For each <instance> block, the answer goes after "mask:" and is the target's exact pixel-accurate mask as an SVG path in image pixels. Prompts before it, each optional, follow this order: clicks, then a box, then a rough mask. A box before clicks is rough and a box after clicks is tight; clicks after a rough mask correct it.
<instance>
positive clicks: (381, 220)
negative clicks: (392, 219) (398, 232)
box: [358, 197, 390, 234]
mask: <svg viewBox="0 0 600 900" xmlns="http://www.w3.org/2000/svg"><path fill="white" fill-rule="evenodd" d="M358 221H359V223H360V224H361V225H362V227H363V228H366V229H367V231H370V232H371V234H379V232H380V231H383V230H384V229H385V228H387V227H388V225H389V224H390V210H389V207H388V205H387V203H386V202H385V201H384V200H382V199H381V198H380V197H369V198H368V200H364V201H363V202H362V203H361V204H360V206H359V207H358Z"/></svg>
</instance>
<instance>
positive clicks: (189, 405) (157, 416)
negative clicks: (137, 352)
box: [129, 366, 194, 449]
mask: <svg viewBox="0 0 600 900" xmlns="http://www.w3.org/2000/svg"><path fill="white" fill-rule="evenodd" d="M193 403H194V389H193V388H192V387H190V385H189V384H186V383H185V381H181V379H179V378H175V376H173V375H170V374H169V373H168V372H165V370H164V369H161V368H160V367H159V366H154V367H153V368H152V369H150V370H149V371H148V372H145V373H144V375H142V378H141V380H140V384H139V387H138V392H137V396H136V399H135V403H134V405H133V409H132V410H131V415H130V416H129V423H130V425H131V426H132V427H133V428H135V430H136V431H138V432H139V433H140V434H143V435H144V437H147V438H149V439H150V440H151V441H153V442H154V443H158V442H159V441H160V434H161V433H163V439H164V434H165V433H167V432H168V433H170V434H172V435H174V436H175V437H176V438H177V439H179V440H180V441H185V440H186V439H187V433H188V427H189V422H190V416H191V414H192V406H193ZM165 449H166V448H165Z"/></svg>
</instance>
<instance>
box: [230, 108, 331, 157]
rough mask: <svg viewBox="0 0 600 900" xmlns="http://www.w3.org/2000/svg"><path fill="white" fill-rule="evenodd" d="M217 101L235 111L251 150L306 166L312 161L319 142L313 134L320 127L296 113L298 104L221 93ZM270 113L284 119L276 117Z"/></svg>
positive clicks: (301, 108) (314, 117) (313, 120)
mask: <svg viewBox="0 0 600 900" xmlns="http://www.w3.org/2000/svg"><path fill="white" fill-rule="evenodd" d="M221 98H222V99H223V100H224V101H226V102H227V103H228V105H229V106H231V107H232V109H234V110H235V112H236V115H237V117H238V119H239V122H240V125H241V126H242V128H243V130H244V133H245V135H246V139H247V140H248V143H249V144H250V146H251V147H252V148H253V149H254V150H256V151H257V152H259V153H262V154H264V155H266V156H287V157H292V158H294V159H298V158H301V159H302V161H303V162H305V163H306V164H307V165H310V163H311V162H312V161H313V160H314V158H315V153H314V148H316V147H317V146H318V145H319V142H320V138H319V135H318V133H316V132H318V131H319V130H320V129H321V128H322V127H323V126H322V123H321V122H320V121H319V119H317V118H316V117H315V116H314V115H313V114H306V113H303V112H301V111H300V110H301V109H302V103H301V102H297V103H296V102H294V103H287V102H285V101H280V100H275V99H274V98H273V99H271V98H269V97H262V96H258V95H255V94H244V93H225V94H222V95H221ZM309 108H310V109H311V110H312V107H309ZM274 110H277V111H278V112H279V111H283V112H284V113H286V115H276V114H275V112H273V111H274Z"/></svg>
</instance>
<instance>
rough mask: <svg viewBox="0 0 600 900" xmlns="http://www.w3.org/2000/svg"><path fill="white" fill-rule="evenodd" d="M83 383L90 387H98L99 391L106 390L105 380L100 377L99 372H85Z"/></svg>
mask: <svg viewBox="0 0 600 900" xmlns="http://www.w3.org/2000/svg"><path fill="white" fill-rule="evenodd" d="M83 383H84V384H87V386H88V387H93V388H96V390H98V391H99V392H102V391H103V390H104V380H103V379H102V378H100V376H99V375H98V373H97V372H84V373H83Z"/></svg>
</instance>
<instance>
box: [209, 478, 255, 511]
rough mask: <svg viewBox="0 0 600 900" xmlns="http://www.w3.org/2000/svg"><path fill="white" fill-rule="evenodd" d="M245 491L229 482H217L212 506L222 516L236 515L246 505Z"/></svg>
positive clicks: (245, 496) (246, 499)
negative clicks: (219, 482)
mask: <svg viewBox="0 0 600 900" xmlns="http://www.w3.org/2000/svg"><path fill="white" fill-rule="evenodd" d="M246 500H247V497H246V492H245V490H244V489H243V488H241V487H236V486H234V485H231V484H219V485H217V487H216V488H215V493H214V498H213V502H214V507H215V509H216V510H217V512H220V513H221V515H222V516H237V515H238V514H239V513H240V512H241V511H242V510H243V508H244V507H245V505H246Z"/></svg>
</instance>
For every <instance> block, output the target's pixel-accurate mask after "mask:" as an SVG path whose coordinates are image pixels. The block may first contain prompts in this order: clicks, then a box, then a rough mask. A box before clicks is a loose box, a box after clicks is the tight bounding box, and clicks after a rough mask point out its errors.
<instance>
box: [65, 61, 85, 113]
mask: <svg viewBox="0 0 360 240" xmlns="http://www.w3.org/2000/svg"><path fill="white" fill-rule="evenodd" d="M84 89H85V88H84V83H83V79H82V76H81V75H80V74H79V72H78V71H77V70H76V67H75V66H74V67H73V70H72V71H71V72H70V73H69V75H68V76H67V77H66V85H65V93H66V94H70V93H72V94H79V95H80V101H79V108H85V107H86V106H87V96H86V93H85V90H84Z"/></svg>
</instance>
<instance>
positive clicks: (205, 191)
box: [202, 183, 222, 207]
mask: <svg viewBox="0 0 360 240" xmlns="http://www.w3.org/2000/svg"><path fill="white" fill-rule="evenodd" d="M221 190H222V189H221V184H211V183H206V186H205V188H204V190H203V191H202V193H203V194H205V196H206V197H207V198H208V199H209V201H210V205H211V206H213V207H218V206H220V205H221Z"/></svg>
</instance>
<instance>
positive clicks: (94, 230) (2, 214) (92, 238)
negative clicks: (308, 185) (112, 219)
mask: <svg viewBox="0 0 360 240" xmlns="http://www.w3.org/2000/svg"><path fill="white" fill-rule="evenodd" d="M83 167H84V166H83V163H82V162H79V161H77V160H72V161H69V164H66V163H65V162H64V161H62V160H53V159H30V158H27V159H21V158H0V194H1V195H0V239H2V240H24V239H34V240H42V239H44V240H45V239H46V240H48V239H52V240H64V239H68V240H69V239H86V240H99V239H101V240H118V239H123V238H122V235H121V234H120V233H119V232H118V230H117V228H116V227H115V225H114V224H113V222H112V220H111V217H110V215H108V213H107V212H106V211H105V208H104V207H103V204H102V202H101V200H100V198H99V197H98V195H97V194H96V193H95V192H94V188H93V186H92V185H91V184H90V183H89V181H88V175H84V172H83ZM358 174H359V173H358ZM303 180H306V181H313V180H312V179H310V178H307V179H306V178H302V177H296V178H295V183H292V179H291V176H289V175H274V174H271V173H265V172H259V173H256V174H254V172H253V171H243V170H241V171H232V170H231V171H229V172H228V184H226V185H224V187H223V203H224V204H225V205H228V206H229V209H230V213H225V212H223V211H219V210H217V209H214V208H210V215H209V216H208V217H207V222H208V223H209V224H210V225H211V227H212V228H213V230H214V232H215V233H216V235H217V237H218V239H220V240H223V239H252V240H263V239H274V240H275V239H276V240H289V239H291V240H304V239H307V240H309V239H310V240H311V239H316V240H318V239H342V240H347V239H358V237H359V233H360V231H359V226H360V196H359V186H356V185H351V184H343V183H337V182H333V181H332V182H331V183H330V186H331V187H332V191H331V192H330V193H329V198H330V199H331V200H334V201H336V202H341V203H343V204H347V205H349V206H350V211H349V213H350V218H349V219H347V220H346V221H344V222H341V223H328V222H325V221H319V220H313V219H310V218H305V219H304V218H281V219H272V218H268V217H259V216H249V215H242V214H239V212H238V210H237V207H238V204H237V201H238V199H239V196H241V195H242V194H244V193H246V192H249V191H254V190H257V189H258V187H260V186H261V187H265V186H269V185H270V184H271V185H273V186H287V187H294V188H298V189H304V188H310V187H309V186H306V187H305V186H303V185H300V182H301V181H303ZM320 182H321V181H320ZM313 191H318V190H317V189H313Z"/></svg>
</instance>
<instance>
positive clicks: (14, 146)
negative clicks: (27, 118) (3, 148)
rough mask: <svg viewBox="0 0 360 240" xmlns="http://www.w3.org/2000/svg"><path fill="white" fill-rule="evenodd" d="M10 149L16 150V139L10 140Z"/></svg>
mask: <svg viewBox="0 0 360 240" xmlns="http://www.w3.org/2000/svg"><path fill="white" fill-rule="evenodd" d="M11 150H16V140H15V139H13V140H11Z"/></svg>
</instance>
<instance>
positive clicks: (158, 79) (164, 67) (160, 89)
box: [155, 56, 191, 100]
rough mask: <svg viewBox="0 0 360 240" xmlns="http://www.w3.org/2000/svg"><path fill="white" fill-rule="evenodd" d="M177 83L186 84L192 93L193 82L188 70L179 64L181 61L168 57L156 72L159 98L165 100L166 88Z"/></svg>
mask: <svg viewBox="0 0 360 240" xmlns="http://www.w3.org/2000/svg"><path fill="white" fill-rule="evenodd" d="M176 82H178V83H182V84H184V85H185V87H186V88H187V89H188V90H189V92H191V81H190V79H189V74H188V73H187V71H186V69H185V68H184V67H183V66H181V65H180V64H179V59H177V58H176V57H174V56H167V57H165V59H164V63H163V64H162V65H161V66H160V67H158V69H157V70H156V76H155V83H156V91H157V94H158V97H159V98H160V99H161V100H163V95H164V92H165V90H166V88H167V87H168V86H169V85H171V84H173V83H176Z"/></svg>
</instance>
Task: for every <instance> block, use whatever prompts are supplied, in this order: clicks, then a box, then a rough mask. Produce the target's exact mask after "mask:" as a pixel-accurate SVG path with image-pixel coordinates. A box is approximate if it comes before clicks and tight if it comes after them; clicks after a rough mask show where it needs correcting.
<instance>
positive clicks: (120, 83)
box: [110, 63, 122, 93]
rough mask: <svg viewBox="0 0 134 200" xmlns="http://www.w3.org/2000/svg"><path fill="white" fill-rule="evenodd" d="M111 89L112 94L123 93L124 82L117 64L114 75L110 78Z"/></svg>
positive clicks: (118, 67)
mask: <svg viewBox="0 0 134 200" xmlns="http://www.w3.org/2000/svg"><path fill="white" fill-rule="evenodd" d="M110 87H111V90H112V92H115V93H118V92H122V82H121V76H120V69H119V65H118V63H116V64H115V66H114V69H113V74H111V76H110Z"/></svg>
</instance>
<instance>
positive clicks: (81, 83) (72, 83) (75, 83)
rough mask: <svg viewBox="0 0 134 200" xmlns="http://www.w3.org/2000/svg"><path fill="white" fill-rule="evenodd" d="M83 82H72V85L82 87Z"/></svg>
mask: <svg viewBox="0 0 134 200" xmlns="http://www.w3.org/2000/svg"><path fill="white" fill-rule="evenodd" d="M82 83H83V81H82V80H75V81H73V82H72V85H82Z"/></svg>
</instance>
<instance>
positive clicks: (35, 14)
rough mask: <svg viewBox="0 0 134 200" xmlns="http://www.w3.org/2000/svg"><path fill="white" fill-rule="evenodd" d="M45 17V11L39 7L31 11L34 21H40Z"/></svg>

● TO-DO ITEM
Print the lines of the listing above verbatim, starting with the line that contains "89L112 94L123 93L124" and ending with the last line of the listing, both included.

● WRITTEN RESPONSE
rough mask: <svg viewBox="0 0 134 200" xmlns="http://www.w3.org/2000/svg"><path fill="white" fill-rule="evenodd" d="M111 89L112 94L123 93L124 82L117 64L114 75L110 78Z"/></svg>
positive clicks: (118, 67)
mask: <svg viewBox="0 0 134 200" xmlns="http://www.w3.org/2000/svg"><path fill="white" fill-rule="evenodd" d="M110 87H111V90H112V92H115V93H118V92H122V82H121V76H120V69H119V65H118V63H116V64H115V66H114V69H113V74H111V76H110Z"/></svg>
</instance>
<instance>
positive clicks: (81, 83) (72, 83) (75, 83)
rough mask: <svg viewBox="0 0 134 200" xmlns="http://www.w3.org/2000/svg"><path fill="white" fill-rule="evenodd" d="M83 82H72V85L82 87Z"/></svg>
mask: <svg viewBox="0 0 134 200" xmlns="http://www.w3.org/2000/svg"><path fill="white" fill-rule="evenodd" d="M82 83H83V81H82V80H75V81H73V82H72V85H82Z"/></svg>
</instance>
<instance>
positive clicks: (35, 14)
rough mask: <svg viewBox="0 0 134 200" xmlns="http://www.w3.org/2000/svg"><path fill="white" fill-rule="evenodd" d="M45 17V11L39 7L31 11L34 21H40Z"/></svg>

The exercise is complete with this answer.